Extracted records —
☆ ☆ ☆ ☆ ☆ ☆ ☆
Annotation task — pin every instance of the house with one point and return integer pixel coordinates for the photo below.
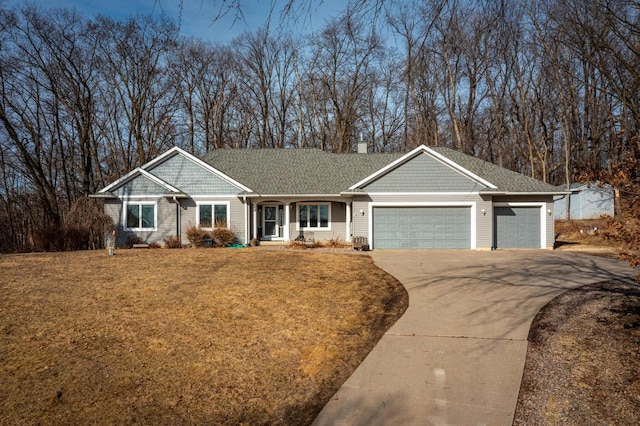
(587, 201)
(431, 197)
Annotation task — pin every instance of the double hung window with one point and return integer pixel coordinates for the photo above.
(213, 215)
(314, 216)
(140, 216)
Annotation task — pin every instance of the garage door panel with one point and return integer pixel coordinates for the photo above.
(517, 227)
(422, 227)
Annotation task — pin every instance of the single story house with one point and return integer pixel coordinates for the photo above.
(431, 197)
(587, 201)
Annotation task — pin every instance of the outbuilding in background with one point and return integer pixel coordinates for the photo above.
(588, 201)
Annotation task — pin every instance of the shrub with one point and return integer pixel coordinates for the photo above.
(336, 242)
(196, 235)
(296, 244)
(172, 242)
(222, 237)
(134, 239)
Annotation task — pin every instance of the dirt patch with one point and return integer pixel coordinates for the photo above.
(583, 359)
(208, 336)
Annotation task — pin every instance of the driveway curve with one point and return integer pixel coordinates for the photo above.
(457, 355)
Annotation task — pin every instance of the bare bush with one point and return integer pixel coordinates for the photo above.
(197, 235)
(172, 242)
(223, 237)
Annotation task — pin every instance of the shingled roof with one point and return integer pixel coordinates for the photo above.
(506, 180)
(313, 171)
(296, 171)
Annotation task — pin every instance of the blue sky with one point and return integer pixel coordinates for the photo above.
(197, 15)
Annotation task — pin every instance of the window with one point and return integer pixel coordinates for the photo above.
(313, 216)
(140, 215)
(212, 215)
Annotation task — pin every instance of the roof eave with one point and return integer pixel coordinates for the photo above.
(103, 195)
(256, 195)
(532, 193)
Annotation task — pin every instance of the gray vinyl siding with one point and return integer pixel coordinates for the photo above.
(140, 185)
(484, 224)
(165, 227)
(360, 224)
(192, 178)
(236, 216)
(423, 173)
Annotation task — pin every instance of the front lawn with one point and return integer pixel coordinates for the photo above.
(208, 336)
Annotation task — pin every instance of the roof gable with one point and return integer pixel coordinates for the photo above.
(423, 173)
(504, 180)
(426, 171)
(192, 177)
(140, 182)
(179, 160)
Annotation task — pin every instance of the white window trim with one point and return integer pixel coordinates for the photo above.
(472, 205)
(213, 203)
(309, 228)
(543, 217)
(125, 204)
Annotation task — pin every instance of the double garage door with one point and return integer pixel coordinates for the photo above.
(450, 227)
(422, 227)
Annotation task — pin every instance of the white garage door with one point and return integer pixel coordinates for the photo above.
(422, 227)
(517, 227)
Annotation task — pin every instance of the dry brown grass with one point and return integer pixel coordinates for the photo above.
(213, 336)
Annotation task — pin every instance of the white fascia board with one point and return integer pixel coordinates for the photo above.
(256, 195)
(413, 153)
(197, 161)
(535, 193)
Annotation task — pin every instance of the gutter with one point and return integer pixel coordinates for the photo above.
(524, 193)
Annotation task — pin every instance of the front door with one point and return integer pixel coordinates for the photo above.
(270, 225)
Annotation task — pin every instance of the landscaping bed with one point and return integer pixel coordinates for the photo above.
(187, 336)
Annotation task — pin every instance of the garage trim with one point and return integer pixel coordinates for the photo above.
(543, 219)
(423, 204)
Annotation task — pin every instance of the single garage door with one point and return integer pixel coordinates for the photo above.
(421, 227)
(517, 227)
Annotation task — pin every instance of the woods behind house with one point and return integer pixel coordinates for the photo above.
(547, 88)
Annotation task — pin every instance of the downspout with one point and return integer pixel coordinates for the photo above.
(246, 220)
(175, 200)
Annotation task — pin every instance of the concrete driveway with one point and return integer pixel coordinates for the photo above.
(457, 355)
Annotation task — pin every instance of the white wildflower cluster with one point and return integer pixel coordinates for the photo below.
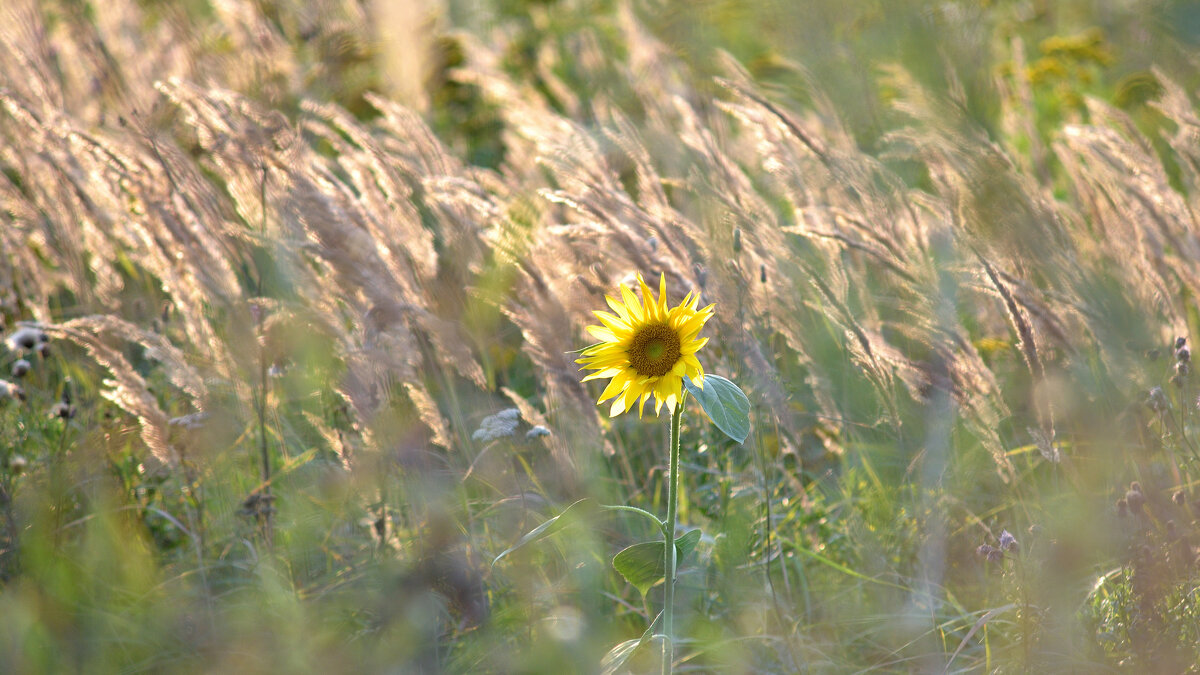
(505, 424)
(499, 425)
☆ ☆ ☆ ☆ ☆ ☆ ☆
PROMPT —
Reproduce the entries above word for word. Pictures stay out.

SOLUTION —
Annotation task — pin every instance of the house with one point and return integer pixel coordinates for the photo below.
(587, 201)
(431, 197)
Annotation task — pin every instance of the double hung window with one point and return integer pixel coordinates for the photo above.
(213, 215)
(314, 216)
(140, 216)
Annotation task — pin every instance of the garage door panel with one point and return integer pixel coordinates for the photo above.
(517, 227)
(422, 227)
Annotation task — pin every instance of the single story house with one point and return integer pixel coordinates for the photo above.
(431, 197)
(587, 201)
Annotation task — pin every instance of the outbuilding in background with one point and return integer pixel coordinates for the photo above.
(588, 201)
Annotation task — pin every instance of the shrub with one point and return integer pixel coordinates for the photo above.
(336, 242)
(196, 235)
(296, 244)
(172, 242)
(222, 237)
(134, 239)
Annotation task — pin every instance of the dirt patch with one point and return integer pixel coordinates for the photo above.
(583, 359)
(208, 336)
Annotation task — pin every instance of the driveway curve with one point and return integer pixel coordinates for the photo above.
(457, 355)
Annotation task — pin every instance of the bare bush with one point and return integer pixel coordinates for the photo above.
(197, 235)
(172, 242)
(223, 237)
Annotation task — pin every instance of the shingled roof with one point and return integer pixel coordinates for the photo above.
(506, 180)
(313, 171)
(296, 171)
Annotation task — pin every instance of the blue sky with one point and return integer pixel coordinates for the photo above.
(197, 15)
Annotation task — pin every instance of the window with one point and return integer pixel coordinates for the photo above.
(313, 216)
(140, 215)
(212, 215)
Annotation task — pin every instance of the roof eave with one point and return integer pixel coordinates for the photo above.
(103, 195)
(256, 195)
(532, 193)
Annotation task — pin every instance of the gray vinyl siding with one point and return integer pixel coordinates for the photo above.
(140, 185)
(484, 224)
(165, 227)
(360, 224)
(192, 178)
(236, 216)
(423, 173)
Annotation task — pin every instance of the front lawn with one point and return integer pixel coordinates for the photo above.
(208, 336)
Annotation task — pin every instance of the roof gable with one point and return integer pixel coordinates for the photo above.
(423, 173)
(504, 180)
(426, 171)
(192, 177)
(140, 182)
(179, 160)
Annotation task — pin every instance of the white window trim with one point and return integer pixel coordinates for the photo above.
(472, 205)
(213, 203)
(309, 228)
(543, 217)
(125, 204)
Annotation task — pin every instance of the double garage door with one point and return integer pixel coordinates for the photo above.
(450, 227)
(422, 227)
Annotation task — pin every instance of the white garage door with one point and return integer pixel coordinates for the photo above.
(422, 227)
(517, 227)
Annotation task — pin every instance of the dry brown grass with one point and return integer pixel coordinates for the photo above.
(213, 336)
Annotation task — pin every instance of the white fascia board with one point and return integer pixel coordinates for the photo above.
(256, 195)
(413, 153)
(197, 161)
(535, 193)
Annotation task — pin every instance of the gutter with one point and return integer pixel coordinates for the photo above.
(524, 193)
Annotation task — pin every instance of the front door with one point and return integer pixel coordinates for the photo above.
(270, 225)
Annotation task — pin every instance of the landscaping bed with one point and return integer pixel coordinates for the photo above.
(187, 336)
Annotation task — pin every instance of the garage trim with one point and return integer pixel coordinates for the photo above.
(543, 219)
(423, 204)
Annotation task — pin every instance of the single garage door with one point and return integer pixel coordinates for the photo above.
(421, 227)
(517, 227)
Annotation task — pin every instance of the woods behind house with one point and return integer pixel coordinates for the photo above.
(547, 88)
Annotation task — pin every instance of the downspout with one point and return integer pixel coordinates for the photo above.
(246, 220)
(175, 200)
Annotation task — pin every instance of the concrete driveway with one point and return integer pixel coordinates for the photo above.
(457, 355)
Annotation task — pin every instance of the white wildflower cluster with one point and return integer pixel coordinates for the photo below.
(505, 424)
(499, 425)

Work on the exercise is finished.